> Task brief
Copy down the whole piece on why a business needs more than a website, word for word.

A website is a great starting point and an important centerpiece of your digital marketing efforts, but you really need more than a website to optimize market performance.
Why you need more than a website
Here are 4 reasons:
- SEO
- Build relationships with customers and prospects
- Amplification and de-commoditization
- Analytics help optimize performance
SEO
Search Engine Optimization (SEO) creates awareness of your brand by moving it up on the results pages when folks in your target market search for products and services.
With over 200 ranking factors, Google includes more factors than just those on your website. In fact, in an effort to deliver the most valuable links first, Google looks for indicators that folks approve of your page — things like social engagement (all those likes, shares, and comments).
While there’s no indication that bringing more visitors to your site results in higher sales, but, all things being equal, it’s better to have more visitors than less as visits represent opportunities.

> Information provided

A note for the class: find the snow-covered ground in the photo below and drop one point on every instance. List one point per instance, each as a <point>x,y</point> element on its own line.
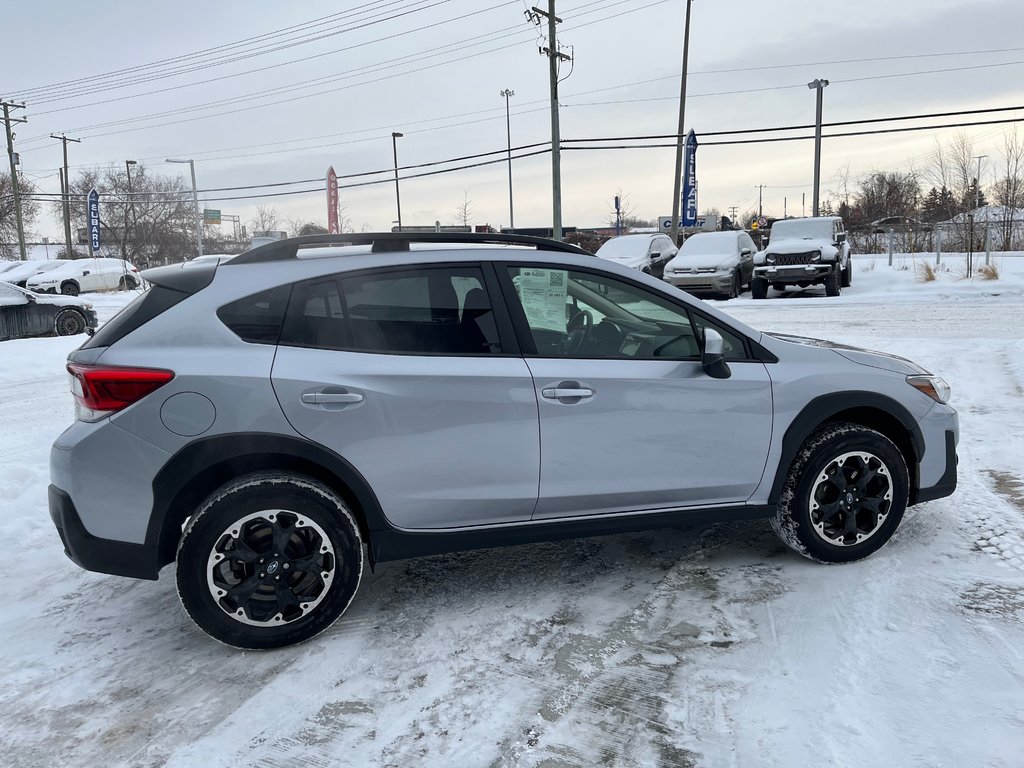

> Exercise output
A website is a great starting point and an important centerpiece of your digital marketing efforts, but you really need more than a website to optimize market performance.
Why you need more than a website
Here are 4 reasons:
- SEO
- Build relationships with customers and prospects
- Amplification and de-commoditization
- Analytics help optimize performance
SEO
Search Engine Optimization (SEO) creates awareness of your brand by moving it up on the results pages when folks in your target market search for products and services.
With over 200 ranking factors, Google includes more factors than just those on your website. In fact, in an effort to deliver the most valuable links first, Google looks for indicators that folks approve of your page — things like social engagement (all those likes, shares, and comments).
While there’s no indication that bringing more visitors to your site results in higher sales, but, all things being equal, it’s better to have more visitors than less as visits represent opportunities.